### PROVIDED PASSAGE
_____

This week’s UK tube and rail strikes are disrupting millions of journeys. But the pandemic gave Britons plenty of practice at working from home. That reduces disruption to businesses, losses to output and the leverage exercised by rail unions.

Only about one-tenth of workers travel to work by train. London commuters are the biggest rail users, but also the most adept at homeworking. The economic hit from workplace no-shows will therefore be about £91mn, roughly half what it would have been pre-Covid, according to economic consultancy CEBR.

Revealingly, the unions, which are striking for higher pay, have scheduled one strike day for this Saturday. Many businesses can work round weekday disruption. But retailers still need higher Saturday footfall.

Retail traffic is expected to drop 9.3 per cent this week, according to Springboard. Translated to lost sales, that could cut turnover by £113mn and gross value added — a measure of economic output — by £24mn.

_____

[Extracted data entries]
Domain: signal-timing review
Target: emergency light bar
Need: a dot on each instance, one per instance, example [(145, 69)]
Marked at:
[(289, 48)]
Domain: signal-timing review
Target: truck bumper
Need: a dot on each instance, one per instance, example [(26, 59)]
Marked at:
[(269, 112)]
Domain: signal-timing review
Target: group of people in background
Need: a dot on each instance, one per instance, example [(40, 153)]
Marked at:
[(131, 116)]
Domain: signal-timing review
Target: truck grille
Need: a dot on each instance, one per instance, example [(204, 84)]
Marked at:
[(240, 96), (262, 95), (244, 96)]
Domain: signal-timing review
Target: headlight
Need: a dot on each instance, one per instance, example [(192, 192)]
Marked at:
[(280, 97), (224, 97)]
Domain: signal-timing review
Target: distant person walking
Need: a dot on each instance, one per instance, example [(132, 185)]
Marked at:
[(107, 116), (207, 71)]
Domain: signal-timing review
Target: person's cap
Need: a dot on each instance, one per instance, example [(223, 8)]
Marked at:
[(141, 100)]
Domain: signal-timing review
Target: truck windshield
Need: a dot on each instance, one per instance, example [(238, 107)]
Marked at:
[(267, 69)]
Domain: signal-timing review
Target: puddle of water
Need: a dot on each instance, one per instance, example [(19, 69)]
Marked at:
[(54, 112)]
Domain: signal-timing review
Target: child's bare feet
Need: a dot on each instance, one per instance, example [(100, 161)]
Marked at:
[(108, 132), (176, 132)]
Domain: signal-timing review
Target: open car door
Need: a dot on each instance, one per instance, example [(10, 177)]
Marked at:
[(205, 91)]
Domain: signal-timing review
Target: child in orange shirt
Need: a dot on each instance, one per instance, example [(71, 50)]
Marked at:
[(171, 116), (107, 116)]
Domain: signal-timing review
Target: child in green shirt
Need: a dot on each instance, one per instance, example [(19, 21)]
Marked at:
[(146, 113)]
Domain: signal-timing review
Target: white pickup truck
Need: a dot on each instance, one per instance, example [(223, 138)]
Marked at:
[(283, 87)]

_____

### WHAT THIS TASK INVOLVES
Resume the passage on the UK rail strikes and homeworking, picking up after its last sentence.

### RESULT FOR THIS EXERCISE
Hospitality will also be hard-hit. Trade body UKHospitality warns of a £500mn reduction in revenues; double that if the tourism, leisure and theatre industries are included.

The railways themselves will be the biggest losers. State-owned Network Rail predicts losses of up to £150mn, two-thirds from lost revenue, with the rest from disruption to engineering works.

The impact on the train operators themselves will be softened by a new franchise model that shifts risk on to the government. For example, Go-Ahead, which operates the Thameslink, Southern and Great Northern rail services, now earns a fixed management fee of 0.5 per cent of its cost base, with an additional performance fee of up to 1.35 per cent.

The strike will shave down performance fees. But train operators risk no losses. That protection has made UK transport companies attractive to international bidders. Go-Ahead, for example, recently accepted a £650mn offer.

In summary, left-wing unions in a nationalised industry are striking for higher pay because inflation is steep. Britons raised in the fractious 1970s would start feeling quite nostalgic, were it not for remote working.